[Referring expression pointing data]
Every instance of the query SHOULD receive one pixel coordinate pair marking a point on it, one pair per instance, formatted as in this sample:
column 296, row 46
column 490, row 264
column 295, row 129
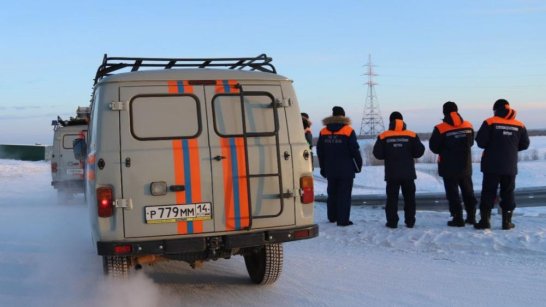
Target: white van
column 194, row 160
column 67, row 172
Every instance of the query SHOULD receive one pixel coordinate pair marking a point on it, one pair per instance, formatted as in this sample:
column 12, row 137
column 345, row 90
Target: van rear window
column 161, row 117
column 258, row 113
column 68, row 139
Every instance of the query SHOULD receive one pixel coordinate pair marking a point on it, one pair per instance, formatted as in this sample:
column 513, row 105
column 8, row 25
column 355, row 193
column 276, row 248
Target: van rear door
column 165, row 161
column 251, row 156
column 221, row 152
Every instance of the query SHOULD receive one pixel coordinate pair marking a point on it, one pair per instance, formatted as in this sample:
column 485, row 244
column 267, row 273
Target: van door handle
column 286, row 155
column 219, row 158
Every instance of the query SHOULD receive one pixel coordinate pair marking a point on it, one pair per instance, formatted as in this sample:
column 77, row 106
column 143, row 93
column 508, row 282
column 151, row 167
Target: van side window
column 163, row 117
column 259, row 114
column 68, row 139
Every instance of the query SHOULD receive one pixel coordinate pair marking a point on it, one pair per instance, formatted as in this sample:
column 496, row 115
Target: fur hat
column 449, row 107
column 395, row 115
column 338, row 111
column 500, row 104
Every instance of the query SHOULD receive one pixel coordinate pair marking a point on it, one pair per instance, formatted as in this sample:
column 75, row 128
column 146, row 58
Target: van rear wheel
column 264, row 264
column 116, row 266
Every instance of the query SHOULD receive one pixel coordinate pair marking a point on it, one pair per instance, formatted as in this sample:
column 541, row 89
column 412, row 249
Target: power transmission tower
column 372, row 122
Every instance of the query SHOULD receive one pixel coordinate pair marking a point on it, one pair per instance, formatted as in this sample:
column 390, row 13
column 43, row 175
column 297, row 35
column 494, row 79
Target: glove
column 323, row 173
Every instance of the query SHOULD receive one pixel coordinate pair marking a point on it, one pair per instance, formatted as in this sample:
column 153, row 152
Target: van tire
column 116, row 266
column 264, row 264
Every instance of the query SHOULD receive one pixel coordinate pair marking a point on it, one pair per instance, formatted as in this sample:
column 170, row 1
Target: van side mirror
column 79, row 147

Requirement: With the first line being the one containing "Target: van side window" and the last line the one containing "column 146, row 58", transcribe exactly the lines above that fall in that range.

Answer:
Target: van side window
column 163, row 117
column 259, row 114
column 68, row 139
Every instance of the query SHOULD receive one pixel coordinate pair marking a point on it, one pair per instance, formatted as in this sample:
column 496, row 115
Target: fur hat
column 449, row 107
column 395, row 115
column 338, row 111
column 500, row 104
Every instance of the query SHOULD receive one pixel coordinate pair marking a point on it, one pair per instance, formatted as in this sample:
column 75, row 128
column 146, row 58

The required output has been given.